SELECTED PASSAGE section start

Johnson lingered for four months before succumbing to his wounds at the Army hospital in Zamboanga. It was there that he told the visiting area commander, "Don't be too hard on them, sir, they are fighting for what they believe to be their rights." For Lt. Johnson of the Philippine Constabulary the Moro Wars were at an end. The year was 1913.

The enemy and the war were almost military secrets in 1913. Shadowed by indifference and design they have remained so. After all, "peace" had been officially declared by the United States in the Philippines in 1902. That not everyone agreed with this declaration was both embarrassing and troublesome.

SELECTED PASSAGE section end
PROVIDED MATERIAL section start

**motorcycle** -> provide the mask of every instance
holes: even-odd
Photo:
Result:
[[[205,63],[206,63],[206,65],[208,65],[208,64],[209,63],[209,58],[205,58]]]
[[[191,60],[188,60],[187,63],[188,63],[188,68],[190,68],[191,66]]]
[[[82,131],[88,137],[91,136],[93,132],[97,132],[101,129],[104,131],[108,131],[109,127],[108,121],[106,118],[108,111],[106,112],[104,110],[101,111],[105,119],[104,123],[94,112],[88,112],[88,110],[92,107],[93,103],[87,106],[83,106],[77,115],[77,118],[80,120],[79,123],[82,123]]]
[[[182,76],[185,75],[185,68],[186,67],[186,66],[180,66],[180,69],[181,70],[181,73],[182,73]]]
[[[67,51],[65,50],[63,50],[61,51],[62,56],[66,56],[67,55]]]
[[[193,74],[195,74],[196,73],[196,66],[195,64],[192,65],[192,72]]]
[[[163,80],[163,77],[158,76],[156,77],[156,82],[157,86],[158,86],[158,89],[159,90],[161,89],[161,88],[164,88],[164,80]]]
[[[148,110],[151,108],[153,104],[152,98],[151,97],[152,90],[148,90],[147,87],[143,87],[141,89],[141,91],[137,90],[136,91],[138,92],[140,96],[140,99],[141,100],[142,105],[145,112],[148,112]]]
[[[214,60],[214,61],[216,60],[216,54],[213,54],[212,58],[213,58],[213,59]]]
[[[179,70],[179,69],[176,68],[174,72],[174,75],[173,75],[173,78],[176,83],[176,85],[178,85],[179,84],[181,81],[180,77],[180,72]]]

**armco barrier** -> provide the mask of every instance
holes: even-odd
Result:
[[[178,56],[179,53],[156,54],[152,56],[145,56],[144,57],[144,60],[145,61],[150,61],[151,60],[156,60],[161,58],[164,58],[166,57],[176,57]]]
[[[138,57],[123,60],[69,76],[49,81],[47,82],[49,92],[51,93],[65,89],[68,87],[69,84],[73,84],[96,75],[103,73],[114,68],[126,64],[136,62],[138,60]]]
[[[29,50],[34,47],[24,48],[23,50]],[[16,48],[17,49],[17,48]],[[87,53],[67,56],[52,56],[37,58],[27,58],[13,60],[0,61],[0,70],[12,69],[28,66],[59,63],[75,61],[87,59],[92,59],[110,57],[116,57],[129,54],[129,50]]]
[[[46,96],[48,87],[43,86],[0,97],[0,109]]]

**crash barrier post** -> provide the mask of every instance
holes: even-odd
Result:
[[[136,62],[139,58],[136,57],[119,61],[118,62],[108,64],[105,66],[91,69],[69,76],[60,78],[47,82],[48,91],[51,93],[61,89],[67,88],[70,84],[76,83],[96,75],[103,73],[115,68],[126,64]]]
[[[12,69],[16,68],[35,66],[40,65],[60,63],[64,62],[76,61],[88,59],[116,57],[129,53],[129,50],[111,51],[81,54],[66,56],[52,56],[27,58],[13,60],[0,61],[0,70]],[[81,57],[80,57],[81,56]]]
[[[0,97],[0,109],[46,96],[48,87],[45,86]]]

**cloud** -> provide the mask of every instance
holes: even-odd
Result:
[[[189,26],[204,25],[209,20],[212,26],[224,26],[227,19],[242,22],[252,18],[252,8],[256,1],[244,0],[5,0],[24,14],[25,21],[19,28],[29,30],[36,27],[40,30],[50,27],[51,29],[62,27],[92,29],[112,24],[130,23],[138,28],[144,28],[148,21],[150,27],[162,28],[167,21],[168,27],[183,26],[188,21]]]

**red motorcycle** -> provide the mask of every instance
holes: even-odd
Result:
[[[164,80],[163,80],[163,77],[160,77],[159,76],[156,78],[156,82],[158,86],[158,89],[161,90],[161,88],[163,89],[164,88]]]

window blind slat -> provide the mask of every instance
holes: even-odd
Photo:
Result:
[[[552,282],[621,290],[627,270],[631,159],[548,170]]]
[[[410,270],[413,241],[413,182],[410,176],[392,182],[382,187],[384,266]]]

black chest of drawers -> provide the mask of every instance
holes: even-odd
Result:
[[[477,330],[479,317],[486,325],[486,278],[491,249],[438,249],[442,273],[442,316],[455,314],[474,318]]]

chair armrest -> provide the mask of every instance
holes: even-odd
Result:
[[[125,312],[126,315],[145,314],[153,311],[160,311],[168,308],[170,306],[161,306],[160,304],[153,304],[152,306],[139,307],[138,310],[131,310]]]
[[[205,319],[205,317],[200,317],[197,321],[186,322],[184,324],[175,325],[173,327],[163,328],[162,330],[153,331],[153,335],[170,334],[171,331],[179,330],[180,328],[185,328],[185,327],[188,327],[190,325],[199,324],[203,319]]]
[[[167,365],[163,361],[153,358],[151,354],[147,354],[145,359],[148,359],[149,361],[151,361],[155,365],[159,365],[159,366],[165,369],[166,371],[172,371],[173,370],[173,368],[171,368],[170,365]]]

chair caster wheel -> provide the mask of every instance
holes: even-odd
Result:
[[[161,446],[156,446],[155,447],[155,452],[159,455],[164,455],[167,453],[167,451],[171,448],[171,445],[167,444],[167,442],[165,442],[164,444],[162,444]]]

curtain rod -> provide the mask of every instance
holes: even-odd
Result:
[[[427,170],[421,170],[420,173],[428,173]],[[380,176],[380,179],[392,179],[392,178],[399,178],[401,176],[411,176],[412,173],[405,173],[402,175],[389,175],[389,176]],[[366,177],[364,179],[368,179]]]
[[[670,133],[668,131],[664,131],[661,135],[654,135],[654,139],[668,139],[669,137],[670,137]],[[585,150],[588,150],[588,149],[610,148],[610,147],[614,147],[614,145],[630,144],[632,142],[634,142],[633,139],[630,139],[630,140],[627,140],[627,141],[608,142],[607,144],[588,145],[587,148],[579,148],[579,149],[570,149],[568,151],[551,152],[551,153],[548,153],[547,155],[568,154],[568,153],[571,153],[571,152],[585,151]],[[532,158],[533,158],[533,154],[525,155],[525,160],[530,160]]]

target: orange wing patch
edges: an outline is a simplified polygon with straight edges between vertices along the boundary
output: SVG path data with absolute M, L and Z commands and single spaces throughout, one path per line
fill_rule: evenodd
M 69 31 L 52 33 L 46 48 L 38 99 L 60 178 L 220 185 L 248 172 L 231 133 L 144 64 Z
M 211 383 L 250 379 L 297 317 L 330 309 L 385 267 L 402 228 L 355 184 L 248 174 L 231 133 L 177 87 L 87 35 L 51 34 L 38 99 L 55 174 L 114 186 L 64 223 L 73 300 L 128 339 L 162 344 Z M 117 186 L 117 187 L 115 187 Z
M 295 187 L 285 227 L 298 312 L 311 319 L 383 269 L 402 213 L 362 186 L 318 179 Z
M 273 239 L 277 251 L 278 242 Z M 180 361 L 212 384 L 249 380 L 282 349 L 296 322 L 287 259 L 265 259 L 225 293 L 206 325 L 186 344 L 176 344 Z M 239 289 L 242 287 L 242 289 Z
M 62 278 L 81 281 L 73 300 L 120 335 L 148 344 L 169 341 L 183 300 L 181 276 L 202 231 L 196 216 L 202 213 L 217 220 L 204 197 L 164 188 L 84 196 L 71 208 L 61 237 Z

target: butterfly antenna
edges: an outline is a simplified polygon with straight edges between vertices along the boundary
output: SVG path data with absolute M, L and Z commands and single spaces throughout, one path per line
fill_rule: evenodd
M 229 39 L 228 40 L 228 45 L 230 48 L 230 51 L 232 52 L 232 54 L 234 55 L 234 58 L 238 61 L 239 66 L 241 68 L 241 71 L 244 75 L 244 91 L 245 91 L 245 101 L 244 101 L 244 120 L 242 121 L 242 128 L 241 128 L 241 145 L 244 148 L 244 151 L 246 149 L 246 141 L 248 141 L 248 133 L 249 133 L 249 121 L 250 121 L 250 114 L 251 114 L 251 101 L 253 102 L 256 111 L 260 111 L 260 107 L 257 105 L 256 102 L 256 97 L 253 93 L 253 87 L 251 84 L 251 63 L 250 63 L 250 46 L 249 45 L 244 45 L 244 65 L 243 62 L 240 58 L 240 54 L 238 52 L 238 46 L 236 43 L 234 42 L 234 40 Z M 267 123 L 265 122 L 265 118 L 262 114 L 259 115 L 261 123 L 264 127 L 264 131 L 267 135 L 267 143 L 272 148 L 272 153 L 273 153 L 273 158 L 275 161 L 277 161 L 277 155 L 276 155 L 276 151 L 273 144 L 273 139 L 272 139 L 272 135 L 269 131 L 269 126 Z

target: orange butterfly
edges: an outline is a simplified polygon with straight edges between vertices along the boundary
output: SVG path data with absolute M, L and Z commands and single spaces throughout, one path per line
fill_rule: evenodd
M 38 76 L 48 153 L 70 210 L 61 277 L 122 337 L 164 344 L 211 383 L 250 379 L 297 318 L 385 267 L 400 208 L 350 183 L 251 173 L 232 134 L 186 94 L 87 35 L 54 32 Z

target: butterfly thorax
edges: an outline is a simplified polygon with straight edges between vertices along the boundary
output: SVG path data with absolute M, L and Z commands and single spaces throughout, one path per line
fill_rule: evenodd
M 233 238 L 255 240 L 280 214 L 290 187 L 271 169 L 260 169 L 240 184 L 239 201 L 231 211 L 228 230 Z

PROVIDED MATERIAL section end

=== WORK INSTRUCTIONS ===
[A] Answer these about the passage on Lt. Johnson and the Moro Wars:
(i) How many months did Johnson linger before he died of his wounds?
(ii) In what city was the Army hospital where he died?
(iii) In what year did the United States officially declare "peace" in the Philippines?
[B] Can you sum up the passage on Lt. Johnson and the Moro Wars in two sentences?

=== RESPONSES BY TASK ===
[A]
(i) Four months.
(ii) Zamboanga.
(iii) 1902.

[B] In 1913, Lt. Johnson of the Philippine Constabulary died of his wounds after four months at the Army hospital in Zamboanga, where he told the visiting area commander not to be too hard on the enemy, who were fighting for what they believed to be their rights. The enemy and the war were almost military secrets in 1913 and have remained so, because the United States had officially declared "peace" in the Philippines in 1902, and the fact that not everyone agreed was both embarrassing and troublesome.